*Aim of the task*: Copy out each line containing "pebble" from the entries below.

*Data supplied*:
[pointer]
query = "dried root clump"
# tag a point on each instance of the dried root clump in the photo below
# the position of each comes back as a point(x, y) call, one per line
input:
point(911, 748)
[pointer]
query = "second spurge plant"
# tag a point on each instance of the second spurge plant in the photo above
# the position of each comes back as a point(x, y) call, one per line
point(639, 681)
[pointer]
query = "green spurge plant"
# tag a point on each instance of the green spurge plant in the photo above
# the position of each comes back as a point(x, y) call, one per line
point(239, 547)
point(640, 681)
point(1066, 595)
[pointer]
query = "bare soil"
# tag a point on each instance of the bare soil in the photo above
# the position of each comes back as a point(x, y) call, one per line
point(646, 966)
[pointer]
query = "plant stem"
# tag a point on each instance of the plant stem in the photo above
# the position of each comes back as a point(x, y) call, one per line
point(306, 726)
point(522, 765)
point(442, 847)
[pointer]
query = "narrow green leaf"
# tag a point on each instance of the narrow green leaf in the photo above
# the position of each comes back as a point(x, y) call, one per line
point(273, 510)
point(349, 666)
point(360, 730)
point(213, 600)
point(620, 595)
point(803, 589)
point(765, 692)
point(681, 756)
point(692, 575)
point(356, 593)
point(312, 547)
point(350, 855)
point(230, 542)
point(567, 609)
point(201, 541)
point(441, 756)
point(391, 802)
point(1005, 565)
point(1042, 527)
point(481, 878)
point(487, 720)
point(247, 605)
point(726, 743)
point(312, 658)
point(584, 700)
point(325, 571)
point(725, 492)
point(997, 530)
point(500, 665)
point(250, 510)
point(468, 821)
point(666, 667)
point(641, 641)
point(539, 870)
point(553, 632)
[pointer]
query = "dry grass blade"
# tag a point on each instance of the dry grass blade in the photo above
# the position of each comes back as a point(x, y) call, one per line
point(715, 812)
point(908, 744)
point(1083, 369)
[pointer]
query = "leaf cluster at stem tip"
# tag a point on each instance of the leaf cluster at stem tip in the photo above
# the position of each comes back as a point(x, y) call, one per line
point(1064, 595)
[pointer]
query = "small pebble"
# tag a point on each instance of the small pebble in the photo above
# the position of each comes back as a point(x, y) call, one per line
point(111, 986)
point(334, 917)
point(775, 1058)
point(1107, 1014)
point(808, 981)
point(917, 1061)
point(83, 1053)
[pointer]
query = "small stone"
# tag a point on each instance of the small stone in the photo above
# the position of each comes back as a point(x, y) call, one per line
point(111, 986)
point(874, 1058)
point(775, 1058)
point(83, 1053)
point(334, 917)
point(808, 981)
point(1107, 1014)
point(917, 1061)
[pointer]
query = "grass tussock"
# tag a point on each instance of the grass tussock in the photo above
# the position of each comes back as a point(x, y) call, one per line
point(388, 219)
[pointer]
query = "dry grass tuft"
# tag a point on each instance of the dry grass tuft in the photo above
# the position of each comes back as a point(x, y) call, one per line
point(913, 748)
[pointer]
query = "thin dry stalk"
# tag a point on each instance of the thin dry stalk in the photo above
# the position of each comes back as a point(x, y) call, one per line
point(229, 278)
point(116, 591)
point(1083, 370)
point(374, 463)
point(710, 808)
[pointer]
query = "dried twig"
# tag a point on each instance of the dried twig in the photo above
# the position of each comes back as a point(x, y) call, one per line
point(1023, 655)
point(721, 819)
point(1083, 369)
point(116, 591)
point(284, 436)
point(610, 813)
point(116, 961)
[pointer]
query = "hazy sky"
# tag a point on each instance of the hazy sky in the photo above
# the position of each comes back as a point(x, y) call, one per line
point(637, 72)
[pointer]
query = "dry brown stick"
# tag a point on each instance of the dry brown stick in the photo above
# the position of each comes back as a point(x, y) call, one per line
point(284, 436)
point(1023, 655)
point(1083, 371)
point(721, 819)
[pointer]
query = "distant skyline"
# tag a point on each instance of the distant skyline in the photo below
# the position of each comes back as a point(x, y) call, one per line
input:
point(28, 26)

*The completed task*:
query = "small pebble"
# tag a point on each instance of the small pebble in the photo above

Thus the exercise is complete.